* _TRECHO DO TEXTO_:
###

Essa ideia, criada pelo presidente da General Motors, Alfred P. Sloan, durante a década de 20, fala sobre o fabricante planejar o exato momento em que seus produtos se tornem obsoletos ou não funcionais, com o único propósito de forçar o consumidor a comprar uma nova geração de itens. Assim, presenciamos o mundo criar muitas riquezas, mas executar uma péssima distribuição.
O que o senhor Sloan não se atentou é que em 2050 seremos aproximadamente 10 bilhões de pessoas no planeta e estamos consumindo de forma linear, cada vez mais acelerada pela aplicação lucrativa, mas gananciosa obsolescência programada. Estamos consumindo recursos naturais finitos e gerando um desgaste ao meio ambiente, nosso fornecedor primário de tudo. Esse modelo linear, base da nossa economia atual, é pautado em extração, produção, uso e descarte.
Com o crescimento populacional, e naturalmente esse tipo de molde precisando ser cada vez mais eficaz para o atendimento da crescente demanda, o colapso do sistema fica mais evidente. O dia de sobrecarga da Terra trata-se da data em que consumirmos todos os recursos naturais disponíveis para o ano, e a cada ano que passa batemos novos recordes. Se comparado com uma conta bancária, por exemplo, seria o dia que se entra no vermelho.
Em 2019, o dia de sobrecarga da Terra no Brasil foi 31 de julho e, nos EUA, 15 de março, ou seja, utilizamos os recursos naturais disponíveis para o ano de 2019 inteiro até o dia 31 de julho e os americanos meses antes. Para ter parâmetro de comparação, o mesmo marco, na década de 70 acontecia no dia 29 de dezembro. O surgimento da quarta revolução industrial, que chamo de “Tsunami da Economia Circular”, é algo que precisa acontecer e, graças a bilhões de pessoas conectadas, isso é possível.
Durante minha carreira tenho ministrado inúmeras palestras para os mais diversos públicos e sempre faço uma pergunta recorrente: Quem aqui tem uma furadeira em casa? Acreditem, é normal termos mais de 90% das mãos levantadas. Em seguida pergunto: Quem aqui já fez mais de 20 furos com esse equipamento? Nesse caso, as mãos baixam drasticamente. Para entender melhor essa dinâmica, por falta de dados técnicos, procurei meus colegas da manutenção e perguntei quantos furos uma furadeira tem a capacidade de fazer durante a sua vida útil.
Eles contaram que possuem equipamentos que tem mais de cinco anos e são utilizados, ao menos, três vezes por semana, fazendo de 20 a 30 furos cada vez que trabalham, assim entendemos que esse equipamento já fez mais de 18 mil furos. As pessoas que conheço possuem uma furadeira em casa fazem menos de 50 furos em sua vida. Isso sem falar dos novos modelos com bateria mais forte, que fazem o furo, parafusam e possuem outras funcionalidades. Seria obsolescência programada?

###

* _DADOS DE ORIGEM_:
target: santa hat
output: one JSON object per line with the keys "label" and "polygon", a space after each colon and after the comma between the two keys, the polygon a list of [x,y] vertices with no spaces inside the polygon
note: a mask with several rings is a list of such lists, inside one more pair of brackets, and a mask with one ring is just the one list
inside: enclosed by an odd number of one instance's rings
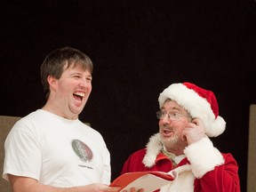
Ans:
{"label": "santa hat", "polygon": [[182,106],[193,118],[200,118],[208,137],[217,137],[225,131],[226,122],[219,116],[217,100],[212,92],[188,82],[172,84],[160,93],[160,108],[167,99]]}

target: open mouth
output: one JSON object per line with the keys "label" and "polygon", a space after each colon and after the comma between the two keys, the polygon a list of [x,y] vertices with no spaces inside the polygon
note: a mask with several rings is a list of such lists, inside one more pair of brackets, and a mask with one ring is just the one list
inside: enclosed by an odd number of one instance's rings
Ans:
{"label": "open mouth", "polygon": [[169,129],[164,129],[163,133],[164,133],[164,136],[170,137],[170,136],[172,136],[172,134],[173,134],[173,131],[169,130]]}
{"label": "open mouth", "polygon": [[75,92],[73,94],[75,100],[82,101],[83,98],[84,97],[84,92]]}

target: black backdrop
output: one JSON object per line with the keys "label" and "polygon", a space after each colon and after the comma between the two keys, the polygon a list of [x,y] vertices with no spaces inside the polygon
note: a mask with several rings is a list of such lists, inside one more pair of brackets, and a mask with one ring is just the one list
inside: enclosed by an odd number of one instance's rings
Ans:
{"label": "black backdrop", "polygon": [[256,103],[255,1],[1,1],[0,115],[26,116],[44,96],[52,49],[84,52],[92,92],[80,119],[104,137],[112,179],[157,132],[159,93],[189,81],[212,90],[227,130],[212,139],[239,164],[246,190],[249,106]]}

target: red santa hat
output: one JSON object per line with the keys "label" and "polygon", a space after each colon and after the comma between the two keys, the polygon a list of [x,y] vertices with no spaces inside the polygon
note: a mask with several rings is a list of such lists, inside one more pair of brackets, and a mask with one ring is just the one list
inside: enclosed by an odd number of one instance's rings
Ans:
{"label": "red santa hat", "polygon": [[172,84],[160,93],[160,108],[167,99],[182,106],[193,118],[200,118],[208,137],[217,137],[225,131],[226,122],[219,116],[217,100],[212,92],[188,82]]}

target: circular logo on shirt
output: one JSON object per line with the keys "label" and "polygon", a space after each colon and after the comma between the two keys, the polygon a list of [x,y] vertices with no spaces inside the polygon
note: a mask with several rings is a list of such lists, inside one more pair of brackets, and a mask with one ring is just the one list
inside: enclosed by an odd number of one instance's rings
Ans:
{"label": "circular logo on shirt", "polygon": [[79,140],[72,140],[72,148],[75,153],[84,162],[90,162],[92,159],[92,151],[91,148],[83,141]]}

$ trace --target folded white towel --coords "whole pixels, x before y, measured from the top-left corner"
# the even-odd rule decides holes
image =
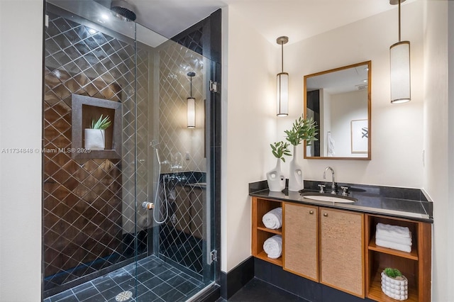
[[[400,243],[391,242],[386,240],[380,240],[375,238],[375,244],[378,246],[383,247],[388,247],[393,250],[397,250],[399,251],[410,252],[411,252],[411,245],[401,245]]]
[[[384,235],[387,236],[399,237],[403,238],[411,238],[410,230],[407,227],[399,225],[385,225],[384,223],[377,223],[375,230],[377,236]]]
[[[282,226],[282,208],[273,208],[262,217],[265,227],[276,230]]]
[[[411,232],[410,232],[410,237],[409,238],[404,238],[402,237],[394,237],[389,236],[387,235],[379,234],[375,235],[375,238],[380,240],[389,241],[390,242],[399,243],[401,245],[410,245],[411,246]]]
[[[263,250],[268,257],[277,259],[282,255],[282,236],[275,235],[263,242]]]

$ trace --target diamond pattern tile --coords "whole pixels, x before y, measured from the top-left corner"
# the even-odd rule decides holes
[[[123,103],[125,155],[120,160],[74,160],[62,152],[44,153],[44,287],[55,292],[68,281],[133,256],[126,251],[134,248],[136,238],[125,239],[123,230],[126,221],[135,223],[135,50],[104,33],[91,34],[83,25],[48,14],[45,149],[71,147],[70,98],[77,94]],[[142,56],[138,83],[146,87],[148,54]],[[138,101],[145,105],[137,114],[148,113],[146,92],[138,94]],[[146,118],[142,121],[138,127],[143,133],[148,125]],[[142,145],[145,151],[138,152],[146,154],[146,142]],[[146,171],[143,175],[147,178]],[[146,242],[143,237],[140,240]]]
[[[201,32],[196,31],[179,42],[194,51],[172,41],[164,43],[159,50],[159,150],[161,161],[169,163],[162,165],[161,172],[170,175],[182,174],[187,180],[197,181],[200,179],[192,174],[194,172],[204,173],[206,164],[204,152],[203,84],[206,76],[205,61],[199,55],[202,49],[201,37]],[[196,73],[192,78],[192,96],[196,99],[195,129],[187,128],[187,98],[191,89],[189,72]],[[189,161],[182,160],[186,152],[189,152]],[[172,168],[179,162],[182,164],[181,169]],[[175,198],[170,201],[169,219],[160,225],[159,251],[164,257],[201,275],[206,190],[184,184],[184,181],[168,184],[167,189],[175,190]],[[160,192],[162,186],[161,182]],[[163,204],[162,194],[160,198]],[[162,220],[165,207],[160,207],[160,219]]]

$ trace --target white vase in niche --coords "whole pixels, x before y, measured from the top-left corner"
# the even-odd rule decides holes
[[[101,129],[85,129],[85,149],[104,150],[106,148],[106,131]]]
[[[297,192],[304,189],[303,182],[303,170],[298,164],[297,147],[293,146],[293,158],[290,161],[290,174],[289,175],[289,191]]]
[[[268,189],[272,192],[280,192],[285,189],[285,177],[281,170],[281,159],[277,159],[276,167],[267,173]]]

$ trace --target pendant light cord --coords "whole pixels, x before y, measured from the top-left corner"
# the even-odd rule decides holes
[[[400,41],[400,0],[399,0],[399,42]]]
[[[284,72],[284,41],[281,41],[281,70]]]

###

* _TAREFA_:
Segundo o texto sobre obsolescência programada, em que etapas se baseia o modelo linear da economia atual? Liste todas.

* _RESULTADO_:
Extração, produção, uso e descarte.